**What is being asked**
Please list every line in the data below that contains the string "stem".

begin Supplied records

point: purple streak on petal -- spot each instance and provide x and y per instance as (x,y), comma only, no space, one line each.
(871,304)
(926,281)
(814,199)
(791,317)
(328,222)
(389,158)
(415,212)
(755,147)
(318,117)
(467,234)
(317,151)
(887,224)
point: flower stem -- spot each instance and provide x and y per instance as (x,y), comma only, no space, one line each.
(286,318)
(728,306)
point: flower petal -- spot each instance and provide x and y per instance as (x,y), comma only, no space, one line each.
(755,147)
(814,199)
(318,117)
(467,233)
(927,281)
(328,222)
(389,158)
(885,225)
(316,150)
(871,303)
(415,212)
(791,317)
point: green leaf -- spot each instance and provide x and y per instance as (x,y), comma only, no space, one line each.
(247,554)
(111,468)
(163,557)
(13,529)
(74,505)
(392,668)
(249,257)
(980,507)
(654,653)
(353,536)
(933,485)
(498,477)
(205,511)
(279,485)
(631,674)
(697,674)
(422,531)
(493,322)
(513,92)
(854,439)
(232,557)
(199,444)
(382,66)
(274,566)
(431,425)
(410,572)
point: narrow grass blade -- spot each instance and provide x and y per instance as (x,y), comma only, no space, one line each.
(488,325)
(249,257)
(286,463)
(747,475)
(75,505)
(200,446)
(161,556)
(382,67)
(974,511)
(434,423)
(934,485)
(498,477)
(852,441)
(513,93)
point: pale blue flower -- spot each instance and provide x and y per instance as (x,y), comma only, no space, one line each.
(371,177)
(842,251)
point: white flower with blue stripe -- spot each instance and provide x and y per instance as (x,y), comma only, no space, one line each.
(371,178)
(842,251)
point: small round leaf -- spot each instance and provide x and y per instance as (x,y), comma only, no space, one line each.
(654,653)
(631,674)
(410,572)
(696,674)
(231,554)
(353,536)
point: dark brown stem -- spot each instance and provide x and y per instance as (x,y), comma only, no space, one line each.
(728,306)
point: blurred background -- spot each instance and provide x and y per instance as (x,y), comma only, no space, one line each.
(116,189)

end Supplied records
begin Supplied records

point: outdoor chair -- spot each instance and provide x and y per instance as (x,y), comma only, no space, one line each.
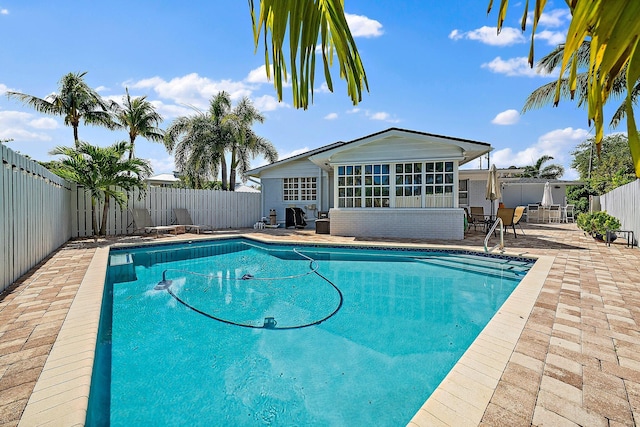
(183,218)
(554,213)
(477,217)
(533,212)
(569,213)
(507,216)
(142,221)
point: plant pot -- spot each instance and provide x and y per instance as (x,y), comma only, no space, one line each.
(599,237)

end Supplied records
begin Supplied records

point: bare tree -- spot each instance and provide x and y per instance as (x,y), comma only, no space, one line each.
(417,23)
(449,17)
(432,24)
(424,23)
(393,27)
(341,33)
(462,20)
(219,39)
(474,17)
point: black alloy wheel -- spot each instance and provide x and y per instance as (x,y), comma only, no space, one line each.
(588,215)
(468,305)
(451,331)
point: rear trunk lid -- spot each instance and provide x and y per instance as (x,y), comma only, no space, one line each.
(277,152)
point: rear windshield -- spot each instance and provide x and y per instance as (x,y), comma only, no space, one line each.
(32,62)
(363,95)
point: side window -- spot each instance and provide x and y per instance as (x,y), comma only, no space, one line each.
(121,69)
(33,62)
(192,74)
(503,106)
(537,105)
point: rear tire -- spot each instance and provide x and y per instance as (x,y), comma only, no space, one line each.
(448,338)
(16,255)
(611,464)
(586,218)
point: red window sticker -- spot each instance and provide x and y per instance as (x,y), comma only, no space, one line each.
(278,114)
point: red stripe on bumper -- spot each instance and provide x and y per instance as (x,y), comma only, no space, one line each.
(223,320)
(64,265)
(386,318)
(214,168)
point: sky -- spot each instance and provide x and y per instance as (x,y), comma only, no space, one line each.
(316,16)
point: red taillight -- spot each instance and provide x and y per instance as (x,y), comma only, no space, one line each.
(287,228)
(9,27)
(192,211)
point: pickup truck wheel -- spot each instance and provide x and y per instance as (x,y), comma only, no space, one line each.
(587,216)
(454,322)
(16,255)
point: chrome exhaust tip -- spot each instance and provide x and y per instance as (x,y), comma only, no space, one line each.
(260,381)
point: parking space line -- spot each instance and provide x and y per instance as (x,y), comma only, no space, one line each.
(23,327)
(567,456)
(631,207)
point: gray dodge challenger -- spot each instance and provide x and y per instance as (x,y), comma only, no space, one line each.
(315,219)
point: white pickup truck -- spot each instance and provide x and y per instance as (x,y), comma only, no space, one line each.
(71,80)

end Supplied records

**Response to the exercise**
point: flower stem -- spot each instance and provide x and y per instance as (x,y), comma only, no space, one line each.
point: dark brown stem -- spot each instance and provide x and y per instance as (x,y), comma only, no space, one line each.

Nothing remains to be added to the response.